I would decide it now, for the guidance of the district court and the bankruptcy court in the interests of promoting the termination of this litigation, now almost a decade after the underlying facts and six years from the trustee’s complaint. The general creditors, whose assets are being eaten by the litigation, deserve that much. I therefore also dissent from so much of the opinion as remands without deciding the issue as to which court should conduct the jury trial it erroneously, in my opinion, orders.
So saying, I fully recognize that ordinarily the grant of a § 1292(b) certification would certainly not require consideration of matters not yet ruled upon by the district court (much less remanded by a district court to a bankruptcy court), in the interests of avoiding opinions that are advisory only. See, e.g., Stern v. United States Gypsum Inc., 547 F.2d 1329, 1333-34 (7th Cir.), cert. denied, 434 U.S. 975, 98 S.Ct. 533, 54 L.Ed.2d 467 (1977). But as Judge Friendly put it in Bersch v. Drexel Firestone, Inc., 519 F.2d 974, 994-95 (2d Cir.), cert. denied, 423 U.S. 1018, 96 S.Ct. 453, 46 L.Ed.2d 389 (1975), the reviewing court’s powers “are not so narrowly circumscribed as to preclude consideration and resolution of questions other than those specifically regarded as controlling by the district court at the time of its certification order.” See also Slade v. Shearson, Hammill & Co., 517 F.2d at 400.
Further so saying, I would have no hesitation in stating my views as to whether bankruptcy courts have to build jury boxes in their courtrooms. Those views, if *1335adopted, would probably require an en banc in light of Ben Cooper I. But to elaborate upon them here, in a dissent, seems about as advisory and futile an exercise as could be imagined. Suffice it to say that, having picked up this tiger of a case by the tail and given the tail a tweak to boot, this court should not simply dump the tiger back on its district/bankruptcy court keepers without a whisker of guidance. At least where, as here, the tiger has gobbled up more than its share of judicial and financial nourishment.

- _GIVEN MATERIAL_:
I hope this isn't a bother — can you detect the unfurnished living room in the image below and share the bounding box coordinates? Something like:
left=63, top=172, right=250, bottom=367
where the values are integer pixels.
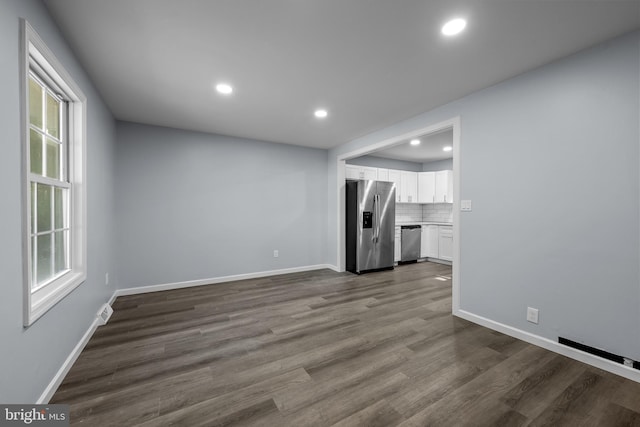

- _DIRECTIONS FOR THIS TASK_:
Pick up the dissent on jury trials in bankruptcy court after its final sentence and continue writing it. The material has no role here.

- _OUTPUT OF THE EXERCISE_:
. The Seventh Circuit has also since held that a trustee or debtor-in-possession has no right to demand a jury trial on a claim filed by a creditor. Matter of Hallahan, 936 F.2d 1496 (7th Cir.1991); but cf. In re Jensen, 946 F.2d 369 (5th Cir.1991) (jury trial on pre-petition, common law action preserved after bankruptcy). A number of bankruptcy courts have agreed at least in result with the Seventh Circuit, and one need not agree with its waiver reasoning similarly to agree. See e.g., In re Barral, 139 B.R. 789, 790 (Bankr.S.D.N.Y.1992); In re Haile Co., 132 B.R. 979, 980-81 (Bankr.S.D.Ga.1991); In re McLaren, 129 B.R. 480, 483-84 (Bankr.N.D.Ohio 1991); In re Malkove & Womack, Inc., 122 B.R. 444, 445 (Bankr.N.D.Ala. 1990); In re Johnson, 110 B.R. 433, 434 (Bankr.W.D.Mo.1990).

. This aspect of the decision was not referred to in the post-Supreme Court Ben Cooper opinion, 924 F.2d 36 (Ben Cooper II).